Sommairement, nous avons deux états conflictuels dans un récit. Il existe le problème qui concerne tous les personnages. Et il y a le personnage principal avec son propre problème existentiel pourrait-on dire.
Lorsqu’il débute ses aventures, ce personnage principal est troublé parce qu’une expérience passée l’a personnellement profondément marqué ou bien il est pris dans une routine de vie qui l’ennuie infiniment.
Au commencement, le personnage principal est un être imparfait. Et le travail de l’auteur consistera d’abord à lier cette imperfection au problème plus global qui est en fait l’objectif que doit atteindre le protagoniste (qui est souvent aussi le personnage principal) dans une histoire.
Un conflit intérieur
De manière classique, le personnage principal est affublé d’un problème personnel. Il doit résoudre ce problème s’il veut avancer dans sa vie (fictive).
□ □ □ □
* Exercices *
[1] Selon le passage extrait sur le personnage principal d'un récit, pourquoi ce personnage est-il troublé quand il débute ses aventures ? Répondez en une à trois phrases.
[2] Poursuivez le passage extrait sur le personnage principal d'un récit, à partir de sa dernière phrase.
Les enregistrements ne sont pas nécessaires ici.
□ □ □ □
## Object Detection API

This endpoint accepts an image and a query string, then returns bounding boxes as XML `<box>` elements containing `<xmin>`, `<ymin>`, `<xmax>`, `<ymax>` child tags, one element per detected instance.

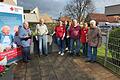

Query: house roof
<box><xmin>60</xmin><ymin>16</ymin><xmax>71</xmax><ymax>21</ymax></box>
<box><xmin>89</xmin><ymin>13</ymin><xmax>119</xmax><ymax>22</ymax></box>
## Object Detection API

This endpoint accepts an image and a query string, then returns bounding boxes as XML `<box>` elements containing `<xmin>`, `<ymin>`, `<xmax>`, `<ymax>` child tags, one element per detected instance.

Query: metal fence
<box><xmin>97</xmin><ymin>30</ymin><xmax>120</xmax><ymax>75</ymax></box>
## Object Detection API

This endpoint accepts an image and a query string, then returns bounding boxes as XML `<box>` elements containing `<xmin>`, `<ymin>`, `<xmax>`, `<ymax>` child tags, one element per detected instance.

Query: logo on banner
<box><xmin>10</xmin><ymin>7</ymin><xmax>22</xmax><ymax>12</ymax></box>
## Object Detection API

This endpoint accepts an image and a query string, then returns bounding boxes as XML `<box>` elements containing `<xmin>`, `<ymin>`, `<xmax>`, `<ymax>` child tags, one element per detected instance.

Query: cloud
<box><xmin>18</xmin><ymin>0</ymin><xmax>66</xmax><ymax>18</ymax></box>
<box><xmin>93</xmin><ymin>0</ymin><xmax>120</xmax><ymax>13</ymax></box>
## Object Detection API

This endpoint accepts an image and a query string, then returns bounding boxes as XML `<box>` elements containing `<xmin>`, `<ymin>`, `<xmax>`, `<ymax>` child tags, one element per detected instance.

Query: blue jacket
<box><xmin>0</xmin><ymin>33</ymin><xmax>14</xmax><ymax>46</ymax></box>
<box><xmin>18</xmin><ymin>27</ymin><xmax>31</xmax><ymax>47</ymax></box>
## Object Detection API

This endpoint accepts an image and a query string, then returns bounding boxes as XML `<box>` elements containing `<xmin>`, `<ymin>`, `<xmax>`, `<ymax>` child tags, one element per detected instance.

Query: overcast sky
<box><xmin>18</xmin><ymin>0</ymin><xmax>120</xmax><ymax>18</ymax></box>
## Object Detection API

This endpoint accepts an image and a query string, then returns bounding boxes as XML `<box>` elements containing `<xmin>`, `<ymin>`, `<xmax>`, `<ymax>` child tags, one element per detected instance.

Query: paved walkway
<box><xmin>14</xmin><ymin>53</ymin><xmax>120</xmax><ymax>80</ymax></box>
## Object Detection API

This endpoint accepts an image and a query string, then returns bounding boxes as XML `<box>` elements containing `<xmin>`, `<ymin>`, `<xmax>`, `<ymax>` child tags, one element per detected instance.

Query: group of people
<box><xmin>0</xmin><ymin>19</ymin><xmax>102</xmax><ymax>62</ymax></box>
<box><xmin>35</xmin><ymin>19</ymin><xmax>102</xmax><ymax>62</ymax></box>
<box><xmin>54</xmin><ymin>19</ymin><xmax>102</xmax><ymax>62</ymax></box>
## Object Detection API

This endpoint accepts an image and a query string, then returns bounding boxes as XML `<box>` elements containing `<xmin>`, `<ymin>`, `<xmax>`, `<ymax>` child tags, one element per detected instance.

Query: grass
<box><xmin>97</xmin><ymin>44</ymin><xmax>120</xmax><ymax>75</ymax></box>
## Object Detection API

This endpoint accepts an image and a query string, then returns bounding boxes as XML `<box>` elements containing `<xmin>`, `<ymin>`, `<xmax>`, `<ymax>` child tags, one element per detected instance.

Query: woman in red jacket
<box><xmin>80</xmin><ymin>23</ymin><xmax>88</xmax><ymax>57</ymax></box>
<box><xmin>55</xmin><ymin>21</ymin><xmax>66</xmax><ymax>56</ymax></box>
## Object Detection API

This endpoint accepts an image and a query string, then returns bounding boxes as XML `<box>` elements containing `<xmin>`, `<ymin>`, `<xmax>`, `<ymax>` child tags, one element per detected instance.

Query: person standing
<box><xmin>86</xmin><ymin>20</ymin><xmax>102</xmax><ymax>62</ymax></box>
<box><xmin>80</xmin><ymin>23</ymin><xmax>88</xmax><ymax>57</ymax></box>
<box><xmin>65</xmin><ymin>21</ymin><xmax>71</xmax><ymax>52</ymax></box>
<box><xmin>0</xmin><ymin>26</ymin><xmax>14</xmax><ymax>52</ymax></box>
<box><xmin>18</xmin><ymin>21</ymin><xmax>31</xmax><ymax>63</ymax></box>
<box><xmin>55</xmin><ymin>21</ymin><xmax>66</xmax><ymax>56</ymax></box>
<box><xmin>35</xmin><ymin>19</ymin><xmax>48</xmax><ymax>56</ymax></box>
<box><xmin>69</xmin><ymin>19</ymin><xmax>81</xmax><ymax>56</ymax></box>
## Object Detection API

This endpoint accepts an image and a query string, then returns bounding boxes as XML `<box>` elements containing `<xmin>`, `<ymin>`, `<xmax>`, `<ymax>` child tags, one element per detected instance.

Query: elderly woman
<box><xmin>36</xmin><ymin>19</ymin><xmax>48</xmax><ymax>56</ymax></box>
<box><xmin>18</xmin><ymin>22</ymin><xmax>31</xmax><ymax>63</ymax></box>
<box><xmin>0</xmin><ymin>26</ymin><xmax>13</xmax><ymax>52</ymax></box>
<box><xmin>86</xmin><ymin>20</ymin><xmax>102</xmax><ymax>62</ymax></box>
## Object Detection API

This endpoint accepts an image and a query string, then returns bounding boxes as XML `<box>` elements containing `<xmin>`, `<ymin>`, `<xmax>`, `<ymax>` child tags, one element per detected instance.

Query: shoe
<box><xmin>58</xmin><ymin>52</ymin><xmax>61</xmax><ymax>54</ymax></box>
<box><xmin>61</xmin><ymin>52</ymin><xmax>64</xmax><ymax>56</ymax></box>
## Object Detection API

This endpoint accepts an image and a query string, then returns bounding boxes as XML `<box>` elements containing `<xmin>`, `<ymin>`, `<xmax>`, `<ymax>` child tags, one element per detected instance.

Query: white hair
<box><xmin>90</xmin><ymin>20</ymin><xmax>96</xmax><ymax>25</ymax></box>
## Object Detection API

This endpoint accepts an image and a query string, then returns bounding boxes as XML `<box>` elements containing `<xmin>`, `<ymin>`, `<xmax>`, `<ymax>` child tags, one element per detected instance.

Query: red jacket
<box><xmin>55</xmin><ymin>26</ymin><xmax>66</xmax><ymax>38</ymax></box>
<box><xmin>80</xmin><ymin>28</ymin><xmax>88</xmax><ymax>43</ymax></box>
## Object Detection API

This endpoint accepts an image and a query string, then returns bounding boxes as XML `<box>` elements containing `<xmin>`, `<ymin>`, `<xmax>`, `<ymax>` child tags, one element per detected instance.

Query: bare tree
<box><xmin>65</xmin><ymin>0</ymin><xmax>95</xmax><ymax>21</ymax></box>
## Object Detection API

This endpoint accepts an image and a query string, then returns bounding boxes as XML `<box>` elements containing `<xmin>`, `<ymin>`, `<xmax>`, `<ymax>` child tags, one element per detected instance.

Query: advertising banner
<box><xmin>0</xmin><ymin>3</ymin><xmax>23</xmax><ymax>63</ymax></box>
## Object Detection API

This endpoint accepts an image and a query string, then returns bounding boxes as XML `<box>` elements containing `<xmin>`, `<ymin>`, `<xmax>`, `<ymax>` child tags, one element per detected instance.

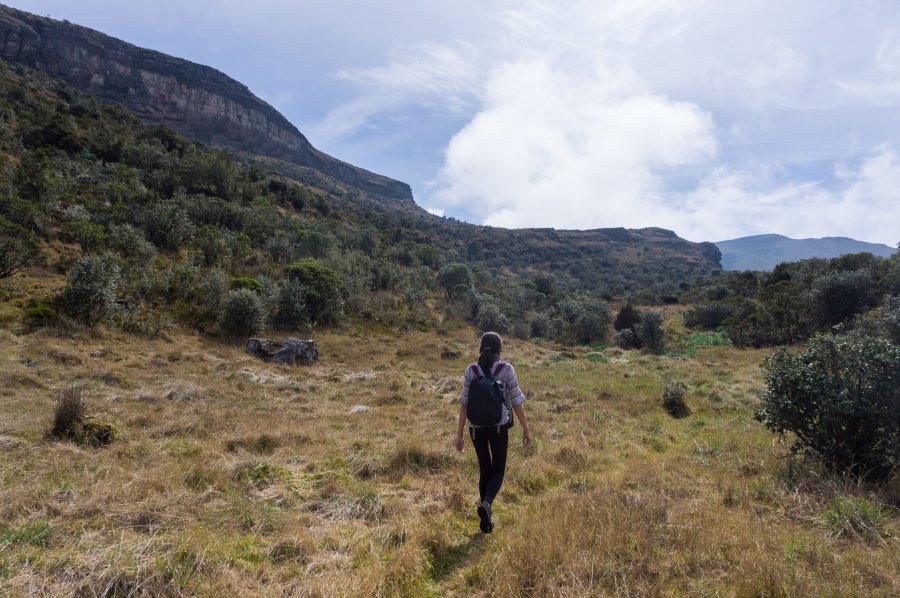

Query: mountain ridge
□ □ □ □
* Réponses par exercice *
[1] Il est troublé parce qu'une expérience passée l'a personnellement et profondément marqué, ou bien parce qu'il est pris dans une routine de vie qui l'ennuie infiniment.

[2]
Beaucoup de manuels et de masterclass vous diront la même chose : le personnage qui est au centre de l’histoire, nommément le personnage principal, doit avoir une lutte personnelle qui ne concerne que lui et dont la plupart des autres personnages sont ignorants.
On ne peut cependant prendre le premier trouble par exemple qui peut légitimement affecter un être de fiction. Le problème du personnage principal devrait être thématiquement lié à tout ce qui est dit par ailleurs dans l’histoire.
Sans aller jusqu’à détailler le conflit interne en insistant sur les diverses causes dont ce conflit serait la conséquence, il faut tout de même poser le conflit personnel dans ses rapports avec les autres conflits qui existent dans l’histoire.
Le conflit est essentiel au drame. Le conflit intime participe aussi activement à construire le drame. Les personnages doivent être en proie à des conflits internes. On peut définir ce type de conflit comme une lutte psychologique à l’intérieur de l’esprit d’un être fictif (sa fictionnalité n’en imite pas moins tous les caractères de la vie).
Résoudre ce problème est un des principaux élans de l’intrigue.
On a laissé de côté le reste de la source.